Required work: Report every line in the rows below that contains the word "hillside", copying each one in full.

** START OF Data in this exercise **

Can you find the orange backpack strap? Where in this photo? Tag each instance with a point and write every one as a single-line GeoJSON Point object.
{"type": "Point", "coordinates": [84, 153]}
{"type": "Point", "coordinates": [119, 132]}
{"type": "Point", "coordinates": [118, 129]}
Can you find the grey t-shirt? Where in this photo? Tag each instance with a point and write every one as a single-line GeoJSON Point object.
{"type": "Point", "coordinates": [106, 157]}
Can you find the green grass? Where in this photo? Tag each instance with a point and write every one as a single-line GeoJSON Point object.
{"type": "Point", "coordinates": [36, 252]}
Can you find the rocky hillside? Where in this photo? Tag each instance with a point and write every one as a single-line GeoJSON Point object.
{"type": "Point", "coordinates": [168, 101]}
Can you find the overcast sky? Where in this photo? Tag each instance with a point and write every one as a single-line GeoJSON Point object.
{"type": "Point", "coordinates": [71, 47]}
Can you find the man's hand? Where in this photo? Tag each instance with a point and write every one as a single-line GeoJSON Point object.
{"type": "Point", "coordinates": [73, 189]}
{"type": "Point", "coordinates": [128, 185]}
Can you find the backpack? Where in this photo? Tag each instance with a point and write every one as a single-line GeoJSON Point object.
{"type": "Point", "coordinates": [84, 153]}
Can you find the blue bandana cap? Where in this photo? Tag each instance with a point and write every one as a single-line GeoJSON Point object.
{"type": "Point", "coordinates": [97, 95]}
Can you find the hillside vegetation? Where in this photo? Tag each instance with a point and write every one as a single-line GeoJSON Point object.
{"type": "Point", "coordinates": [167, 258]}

** END OF Data in this exercise **
** START OF Data in this exercise **

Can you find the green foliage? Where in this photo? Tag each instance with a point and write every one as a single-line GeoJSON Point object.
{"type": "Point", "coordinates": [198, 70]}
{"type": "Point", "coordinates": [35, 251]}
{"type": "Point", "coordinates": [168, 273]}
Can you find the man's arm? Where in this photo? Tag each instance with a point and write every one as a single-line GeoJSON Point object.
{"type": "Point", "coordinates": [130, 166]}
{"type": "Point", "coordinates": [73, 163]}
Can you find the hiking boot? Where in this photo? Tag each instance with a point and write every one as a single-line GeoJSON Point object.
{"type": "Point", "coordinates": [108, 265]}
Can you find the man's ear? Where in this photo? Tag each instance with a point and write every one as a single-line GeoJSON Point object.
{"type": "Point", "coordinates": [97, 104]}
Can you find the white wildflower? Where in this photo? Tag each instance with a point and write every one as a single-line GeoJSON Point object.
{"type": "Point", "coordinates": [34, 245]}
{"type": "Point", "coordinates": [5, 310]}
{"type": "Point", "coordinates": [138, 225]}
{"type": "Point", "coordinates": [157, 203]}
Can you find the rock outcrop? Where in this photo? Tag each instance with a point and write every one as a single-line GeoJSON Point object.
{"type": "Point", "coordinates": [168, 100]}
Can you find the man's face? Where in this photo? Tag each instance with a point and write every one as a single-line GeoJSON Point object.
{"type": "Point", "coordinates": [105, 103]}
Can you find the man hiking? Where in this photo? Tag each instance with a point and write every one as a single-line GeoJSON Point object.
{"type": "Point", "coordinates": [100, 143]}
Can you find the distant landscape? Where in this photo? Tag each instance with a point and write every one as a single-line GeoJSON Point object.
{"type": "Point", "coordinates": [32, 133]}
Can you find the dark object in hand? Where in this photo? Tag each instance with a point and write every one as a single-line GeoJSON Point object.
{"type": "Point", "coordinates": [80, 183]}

** END OF Data in this exercise **

Full response:
Can you find the rocky hillside? Where in this photo? Tag each instance with a point and write every one as a single-line GeoJSON Point object.
Can you find the hillside vegetation? Where in this photo? Tag each instance with a point and write every one as a single-line GeoJSON Point object.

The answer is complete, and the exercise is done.